▶ **Task to carry out**
Look for "blouse" in the records and copy every line that has it.

Dataset entries:
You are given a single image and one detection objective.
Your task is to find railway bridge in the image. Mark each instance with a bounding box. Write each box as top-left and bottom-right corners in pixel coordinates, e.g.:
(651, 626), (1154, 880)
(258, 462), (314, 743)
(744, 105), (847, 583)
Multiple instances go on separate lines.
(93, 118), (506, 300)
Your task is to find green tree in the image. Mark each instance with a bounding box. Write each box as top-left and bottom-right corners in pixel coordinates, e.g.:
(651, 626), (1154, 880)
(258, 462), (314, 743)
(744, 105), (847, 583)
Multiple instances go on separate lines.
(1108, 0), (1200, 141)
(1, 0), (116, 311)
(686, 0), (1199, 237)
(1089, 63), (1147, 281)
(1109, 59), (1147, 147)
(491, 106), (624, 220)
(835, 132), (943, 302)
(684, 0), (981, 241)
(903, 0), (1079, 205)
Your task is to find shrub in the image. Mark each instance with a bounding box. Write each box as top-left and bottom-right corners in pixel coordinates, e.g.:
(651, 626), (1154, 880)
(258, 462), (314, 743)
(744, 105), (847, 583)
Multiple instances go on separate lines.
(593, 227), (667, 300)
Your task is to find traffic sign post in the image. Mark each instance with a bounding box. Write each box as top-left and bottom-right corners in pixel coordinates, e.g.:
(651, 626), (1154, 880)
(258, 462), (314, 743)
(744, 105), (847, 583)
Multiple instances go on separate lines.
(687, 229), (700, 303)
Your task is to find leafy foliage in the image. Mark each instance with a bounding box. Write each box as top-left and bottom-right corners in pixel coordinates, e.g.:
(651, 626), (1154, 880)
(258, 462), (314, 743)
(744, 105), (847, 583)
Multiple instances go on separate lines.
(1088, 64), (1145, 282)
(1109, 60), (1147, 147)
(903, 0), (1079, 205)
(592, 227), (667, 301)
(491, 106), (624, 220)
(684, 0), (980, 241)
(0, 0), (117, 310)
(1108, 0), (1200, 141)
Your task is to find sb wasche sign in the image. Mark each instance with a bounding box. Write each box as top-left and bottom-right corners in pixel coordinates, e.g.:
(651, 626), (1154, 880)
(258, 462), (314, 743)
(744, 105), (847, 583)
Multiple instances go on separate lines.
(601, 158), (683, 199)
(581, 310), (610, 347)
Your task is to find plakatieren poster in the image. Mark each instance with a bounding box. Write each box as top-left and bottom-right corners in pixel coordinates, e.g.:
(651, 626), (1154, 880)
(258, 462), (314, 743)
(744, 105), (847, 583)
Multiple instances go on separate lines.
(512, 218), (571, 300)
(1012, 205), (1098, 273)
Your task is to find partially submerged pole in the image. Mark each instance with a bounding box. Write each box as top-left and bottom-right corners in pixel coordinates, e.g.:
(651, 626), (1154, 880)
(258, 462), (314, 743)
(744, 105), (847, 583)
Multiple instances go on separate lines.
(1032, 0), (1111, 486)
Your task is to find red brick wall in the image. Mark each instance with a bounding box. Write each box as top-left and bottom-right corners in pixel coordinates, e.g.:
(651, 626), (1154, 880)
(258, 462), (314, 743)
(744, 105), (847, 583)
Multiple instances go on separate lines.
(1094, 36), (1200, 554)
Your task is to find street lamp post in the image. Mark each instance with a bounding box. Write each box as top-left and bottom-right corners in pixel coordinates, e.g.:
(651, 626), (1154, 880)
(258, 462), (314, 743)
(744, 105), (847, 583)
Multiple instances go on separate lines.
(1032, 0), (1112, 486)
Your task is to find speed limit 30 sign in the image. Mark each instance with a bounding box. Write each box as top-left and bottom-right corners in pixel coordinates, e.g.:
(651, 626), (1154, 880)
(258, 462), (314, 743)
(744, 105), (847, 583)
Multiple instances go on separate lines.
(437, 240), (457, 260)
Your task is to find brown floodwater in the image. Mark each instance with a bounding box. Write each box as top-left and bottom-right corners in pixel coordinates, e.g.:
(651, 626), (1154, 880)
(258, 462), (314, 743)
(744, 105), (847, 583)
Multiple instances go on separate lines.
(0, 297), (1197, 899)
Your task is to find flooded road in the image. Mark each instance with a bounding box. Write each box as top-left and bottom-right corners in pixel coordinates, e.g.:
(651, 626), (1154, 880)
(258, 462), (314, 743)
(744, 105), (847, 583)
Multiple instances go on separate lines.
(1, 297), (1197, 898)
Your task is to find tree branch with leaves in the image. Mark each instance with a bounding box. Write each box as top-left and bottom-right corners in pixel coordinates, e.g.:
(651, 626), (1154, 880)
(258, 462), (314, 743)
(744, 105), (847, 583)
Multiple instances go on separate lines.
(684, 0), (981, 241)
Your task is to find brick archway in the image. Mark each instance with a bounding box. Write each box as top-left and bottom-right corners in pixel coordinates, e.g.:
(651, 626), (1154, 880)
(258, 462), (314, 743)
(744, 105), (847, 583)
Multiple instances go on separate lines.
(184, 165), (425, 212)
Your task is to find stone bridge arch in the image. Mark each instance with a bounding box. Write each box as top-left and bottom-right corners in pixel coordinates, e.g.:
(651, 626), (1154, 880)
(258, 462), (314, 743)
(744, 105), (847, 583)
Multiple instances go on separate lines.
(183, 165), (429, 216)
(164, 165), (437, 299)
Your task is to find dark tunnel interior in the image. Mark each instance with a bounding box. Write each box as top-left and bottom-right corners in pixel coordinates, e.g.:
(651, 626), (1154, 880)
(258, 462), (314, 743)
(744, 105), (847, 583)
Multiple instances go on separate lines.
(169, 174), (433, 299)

...

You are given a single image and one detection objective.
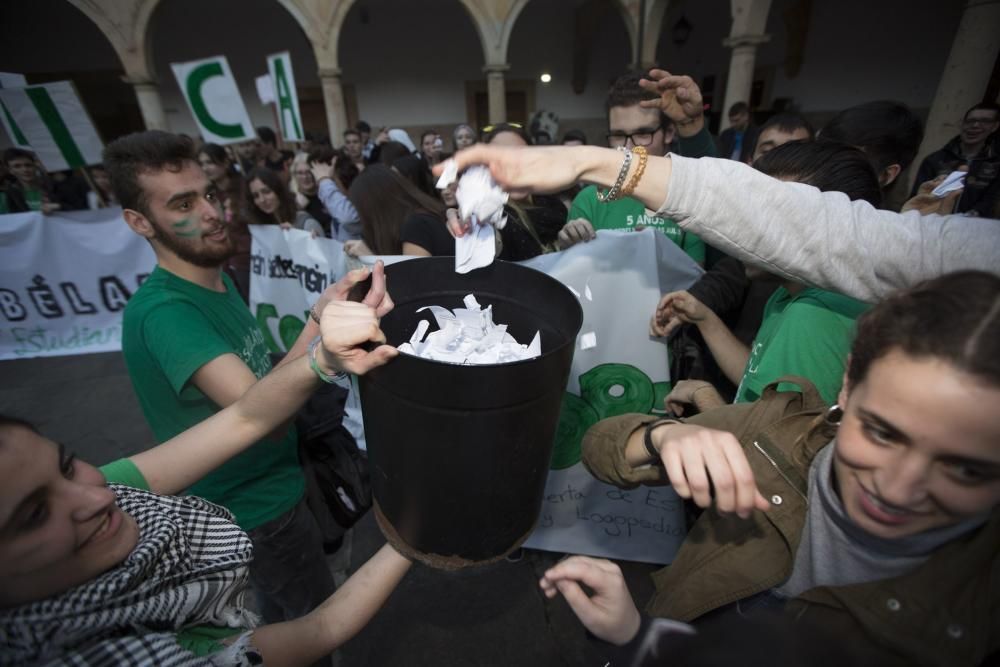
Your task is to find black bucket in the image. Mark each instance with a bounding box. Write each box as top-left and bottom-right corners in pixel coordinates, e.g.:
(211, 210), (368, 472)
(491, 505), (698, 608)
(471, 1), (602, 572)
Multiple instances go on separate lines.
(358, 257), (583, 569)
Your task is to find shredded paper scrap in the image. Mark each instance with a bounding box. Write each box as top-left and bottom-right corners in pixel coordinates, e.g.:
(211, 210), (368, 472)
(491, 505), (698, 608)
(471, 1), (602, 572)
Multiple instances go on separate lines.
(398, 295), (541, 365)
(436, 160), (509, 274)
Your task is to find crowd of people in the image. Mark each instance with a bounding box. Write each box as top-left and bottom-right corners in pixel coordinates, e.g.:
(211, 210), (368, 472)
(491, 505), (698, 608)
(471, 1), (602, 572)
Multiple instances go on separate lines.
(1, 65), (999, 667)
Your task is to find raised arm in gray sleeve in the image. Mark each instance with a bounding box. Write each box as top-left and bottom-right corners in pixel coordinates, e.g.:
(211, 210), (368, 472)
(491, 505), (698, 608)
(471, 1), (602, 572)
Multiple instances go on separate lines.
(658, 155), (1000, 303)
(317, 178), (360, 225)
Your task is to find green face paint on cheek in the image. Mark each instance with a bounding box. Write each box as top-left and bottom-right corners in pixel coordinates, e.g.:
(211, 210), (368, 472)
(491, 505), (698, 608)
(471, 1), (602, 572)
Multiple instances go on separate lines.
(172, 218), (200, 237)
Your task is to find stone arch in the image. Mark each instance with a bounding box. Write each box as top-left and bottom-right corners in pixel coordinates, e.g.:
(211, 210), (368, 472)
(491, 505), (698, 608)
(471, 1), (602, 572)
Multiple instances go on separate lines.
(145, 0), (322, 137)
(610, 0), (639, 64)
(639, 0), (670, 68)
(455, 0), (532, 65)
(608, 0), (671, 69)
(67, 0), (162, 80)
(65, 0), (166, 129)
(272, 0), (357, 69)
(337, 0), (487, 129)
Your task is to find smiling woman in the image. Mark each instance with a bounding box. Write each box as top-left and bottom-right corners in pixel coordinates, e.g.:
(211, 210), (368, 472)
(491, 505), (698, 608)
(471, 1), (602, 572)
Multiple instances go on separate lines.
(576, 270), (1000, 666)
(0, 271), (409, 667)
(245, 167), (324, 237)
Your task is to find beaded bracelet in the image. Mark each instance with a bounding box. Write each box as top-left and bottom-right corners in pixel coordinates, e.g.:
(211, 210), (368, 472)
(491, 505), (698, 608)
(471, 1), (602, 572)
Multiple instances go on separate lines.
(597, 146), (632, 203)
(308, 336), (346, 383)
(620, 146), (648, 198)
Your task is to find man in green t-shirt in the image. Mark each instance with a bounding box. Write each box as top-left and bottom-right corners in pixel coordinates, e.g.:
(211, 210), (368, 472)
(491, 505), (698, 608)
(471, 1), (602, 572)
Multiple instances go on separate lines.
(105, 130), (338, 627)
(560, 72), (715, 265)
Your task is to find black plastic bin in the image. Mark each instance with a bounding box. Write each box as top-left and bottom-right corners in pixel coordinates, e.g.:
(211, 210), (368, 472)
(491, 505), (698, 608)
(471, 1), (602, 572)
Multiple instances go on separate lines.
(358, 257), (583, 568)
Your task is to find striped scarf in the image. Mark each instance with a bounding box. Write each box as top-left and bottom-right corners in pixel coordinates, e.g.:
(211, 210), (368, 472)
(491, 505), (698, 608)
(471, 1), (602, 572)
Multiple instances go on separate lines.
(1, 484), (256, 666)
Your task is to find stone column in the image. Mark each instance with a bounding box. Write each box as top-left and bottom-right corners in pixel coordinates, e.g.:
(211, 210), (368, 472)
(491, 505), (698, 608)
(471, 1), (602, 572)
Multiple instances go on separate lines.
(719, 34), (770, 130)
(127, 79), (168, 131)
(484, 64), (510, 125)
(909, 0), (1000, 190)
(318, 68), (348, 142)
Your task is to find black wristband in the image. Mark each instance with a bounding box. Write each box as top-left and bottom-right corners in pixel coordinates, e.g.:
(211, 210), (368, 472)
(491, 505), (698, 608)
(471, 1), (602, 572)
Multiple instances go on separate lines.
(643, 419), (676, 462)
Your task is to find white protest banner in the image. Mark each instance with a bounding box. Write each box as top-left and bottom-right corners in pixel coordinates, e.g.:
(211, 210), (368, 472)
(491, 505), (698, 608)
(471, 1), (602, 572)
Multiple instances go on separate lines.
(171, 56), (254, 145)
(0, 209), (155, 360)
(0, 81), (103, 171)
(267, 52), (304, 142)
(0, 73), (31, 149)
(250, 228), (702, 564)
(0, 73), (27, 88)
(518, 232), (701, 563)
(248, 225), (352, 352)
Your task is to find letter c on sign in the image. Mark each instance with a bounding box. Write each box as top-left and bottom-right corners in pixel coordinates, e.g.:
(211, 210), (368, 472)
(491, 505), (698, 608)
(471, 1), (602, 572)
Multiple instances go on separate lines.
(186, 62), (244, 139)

---

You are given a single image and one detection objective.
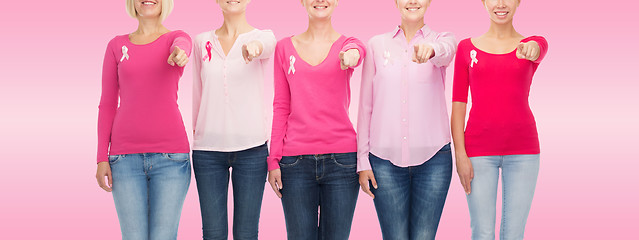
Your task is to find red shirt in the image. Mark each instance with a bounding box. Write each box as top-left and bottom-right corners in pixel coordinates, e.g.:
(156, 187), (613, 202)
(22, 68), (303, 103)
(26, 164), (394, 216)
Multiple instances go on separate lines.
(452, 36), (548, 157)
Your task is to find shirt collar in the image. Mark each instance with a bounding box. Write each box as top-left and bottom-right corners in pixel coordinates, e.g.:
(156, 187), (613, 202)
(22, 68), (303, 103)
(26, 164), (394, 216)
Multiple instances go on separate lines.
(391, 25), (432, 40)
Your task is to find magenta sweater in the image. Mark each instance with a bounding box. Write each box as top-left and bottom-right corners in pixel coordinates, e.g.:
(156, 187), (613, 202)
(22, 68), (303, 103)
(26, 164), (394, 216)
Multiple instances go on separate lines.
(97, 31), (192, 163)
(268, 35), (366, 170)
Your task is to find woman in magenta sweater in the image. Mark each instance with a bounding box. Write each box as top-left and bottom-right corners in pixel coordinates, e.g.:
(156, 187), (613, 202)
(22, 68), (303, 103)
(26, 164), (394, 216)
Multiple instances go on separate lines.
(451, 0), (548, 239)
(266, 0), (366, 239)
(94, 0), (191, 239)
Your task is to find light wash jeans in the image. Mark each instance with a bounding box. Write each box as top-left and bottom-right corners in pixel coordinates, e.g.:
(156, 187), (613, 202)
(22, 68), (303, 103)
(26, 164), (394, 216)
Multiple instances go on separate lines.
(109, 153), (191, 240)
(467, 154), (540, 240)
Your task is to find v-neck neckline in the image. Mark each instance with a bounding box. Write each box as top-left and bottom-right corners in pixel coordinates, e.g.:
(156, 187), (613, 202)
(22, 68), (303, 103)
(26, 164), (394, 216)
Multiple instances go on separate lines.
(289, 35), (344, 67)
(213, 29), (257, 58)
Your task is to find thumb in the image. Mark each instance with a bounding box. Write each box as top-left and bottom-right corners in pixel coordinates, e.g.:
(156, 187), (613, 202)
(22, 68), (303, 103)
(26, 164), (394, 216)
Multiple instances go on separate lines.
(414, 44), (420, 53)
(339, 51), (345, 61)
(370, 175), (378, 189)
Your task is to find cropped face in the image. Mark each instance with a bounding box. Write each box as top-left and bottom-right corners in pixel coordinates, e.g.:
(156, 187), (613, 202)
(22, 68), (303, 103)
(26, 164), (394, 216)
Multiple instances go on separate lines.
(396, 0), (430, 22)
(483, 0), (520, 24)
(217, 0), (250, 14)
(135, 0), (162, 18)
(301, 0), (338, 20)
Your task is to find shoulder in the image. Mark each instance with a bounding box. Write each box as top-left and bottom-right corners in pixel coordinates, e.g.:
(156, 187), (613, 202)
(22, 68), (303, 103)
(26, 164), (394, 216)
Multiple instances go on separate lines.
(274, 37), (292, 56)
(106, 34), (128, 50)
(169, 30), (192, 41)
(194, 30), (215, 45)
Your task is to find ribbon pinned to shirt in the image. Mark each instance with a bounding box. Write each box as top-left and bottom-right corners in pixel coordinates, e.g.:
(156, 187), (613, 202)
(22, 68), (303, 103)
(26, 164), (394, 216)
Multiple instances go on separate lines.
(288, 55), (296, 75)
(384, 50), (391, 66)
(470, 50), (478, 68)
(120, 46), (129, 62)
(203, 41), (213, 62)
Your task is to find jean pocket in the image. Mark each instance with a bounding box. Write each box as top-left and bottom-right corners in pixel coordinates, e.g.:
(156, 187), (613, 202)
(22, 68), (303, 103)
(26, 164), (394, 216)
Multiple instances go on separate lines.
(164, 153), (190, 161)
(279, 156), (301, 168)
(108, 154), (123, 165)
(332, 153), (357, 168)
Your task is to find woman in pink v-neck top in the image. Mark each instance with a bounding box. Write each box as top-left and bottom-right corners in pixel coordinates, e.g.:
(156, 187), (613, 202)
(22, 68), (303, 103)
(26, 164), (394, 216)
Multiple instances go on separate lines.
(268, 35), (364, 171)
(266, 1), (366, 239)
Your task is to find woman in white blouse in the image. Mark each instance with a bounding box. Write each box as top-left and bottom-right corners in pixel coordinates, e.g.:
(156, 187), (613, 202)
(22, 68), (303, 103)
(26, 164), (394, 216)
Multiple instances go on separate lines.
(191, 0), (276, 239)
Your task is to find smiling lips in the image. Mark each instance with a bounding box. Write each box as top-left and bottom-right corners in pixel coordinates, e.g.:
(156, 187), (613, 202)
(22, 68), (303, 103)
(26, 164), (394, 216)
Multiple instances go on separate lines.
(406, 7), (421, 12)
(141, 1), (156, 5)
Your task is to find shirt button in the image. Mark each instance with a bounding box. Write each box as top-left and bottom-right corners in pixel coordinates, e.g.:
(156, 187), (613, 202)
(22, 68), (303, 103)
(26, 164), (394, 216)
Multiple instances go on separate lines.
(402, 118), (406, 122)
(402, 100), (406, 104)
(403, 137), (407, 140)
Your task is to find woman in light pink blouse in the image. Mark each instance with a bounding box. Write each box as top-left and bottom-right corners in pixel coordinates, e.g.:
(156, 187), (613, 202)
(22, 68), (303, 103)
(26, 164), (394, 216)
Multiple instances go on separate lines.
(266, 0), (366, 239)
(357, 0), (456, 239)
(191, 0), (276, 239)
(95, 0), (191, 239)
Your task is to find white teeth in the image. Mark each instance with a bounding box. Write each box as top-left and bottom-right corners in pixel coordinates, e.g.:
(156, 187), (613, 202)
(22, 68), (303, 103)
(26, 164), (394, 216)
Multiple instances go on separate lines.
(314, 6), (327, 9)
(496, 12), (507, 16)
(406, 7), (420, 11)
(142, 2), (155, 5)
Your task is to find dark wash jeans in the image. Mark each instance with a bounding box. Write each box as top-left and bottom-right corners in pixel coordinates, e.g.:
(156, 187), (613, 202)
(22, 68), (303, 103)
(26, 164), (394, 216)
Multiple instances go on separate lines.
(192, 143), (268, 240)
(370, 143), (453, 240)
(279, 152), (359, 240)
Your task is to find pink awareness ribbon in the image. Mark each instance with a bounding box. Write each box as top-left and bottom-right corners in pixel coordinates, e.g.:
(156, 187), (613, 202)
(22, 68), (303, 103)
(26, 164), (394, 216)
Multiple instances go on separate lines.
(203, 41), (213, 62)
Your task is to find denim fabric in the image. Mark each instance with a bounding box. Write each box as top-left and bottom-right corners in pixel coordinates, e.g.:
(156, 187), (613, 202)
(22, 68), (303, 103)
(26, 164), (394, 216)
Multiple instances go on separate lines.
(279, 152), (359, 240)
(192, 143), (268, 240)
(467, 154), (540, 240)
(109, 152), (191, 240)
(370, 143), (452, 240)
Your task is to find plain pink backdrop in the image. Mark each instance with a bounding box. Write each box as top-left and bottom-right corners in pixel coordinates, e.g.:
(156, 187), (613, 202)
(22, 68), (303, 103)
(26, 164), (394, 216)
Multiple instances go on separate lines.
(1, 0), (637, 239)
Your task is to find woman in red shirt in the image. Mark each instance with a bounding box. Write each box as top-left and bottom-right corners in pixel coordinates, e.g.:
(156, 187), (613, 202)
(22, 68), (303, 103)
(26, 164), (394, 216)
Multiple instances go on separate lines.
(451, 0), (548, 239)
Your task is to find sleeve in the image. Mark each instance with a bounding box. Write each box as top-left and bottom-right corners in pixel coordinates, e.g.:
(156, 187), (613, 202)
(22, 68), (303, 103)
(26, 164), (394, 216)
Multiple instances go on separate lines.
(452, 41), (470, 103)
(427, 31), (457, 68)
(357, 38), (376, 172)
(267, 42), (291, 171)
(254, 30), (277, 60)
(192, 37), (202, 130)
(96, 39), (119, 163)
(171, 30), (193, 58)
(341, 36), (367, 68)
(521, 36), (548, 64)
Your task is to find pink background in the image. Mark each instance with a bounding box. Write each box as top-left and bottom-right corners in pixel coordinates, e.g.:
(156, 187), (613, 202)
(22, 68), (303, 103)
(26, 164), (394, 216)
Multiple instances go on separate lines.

▶ **The completed task**
Your task is to find woman in white blouse in the image. Mark each instance with a bounding box. Write each box as top-left and bottom-right corners in pixel coordinates, e.g.:
Your task is to find woman in light pink blouse in the image. Mark each instance with a bounding box. Write each box as top-left and bottom-right corners in pixel coordinates, e.g.:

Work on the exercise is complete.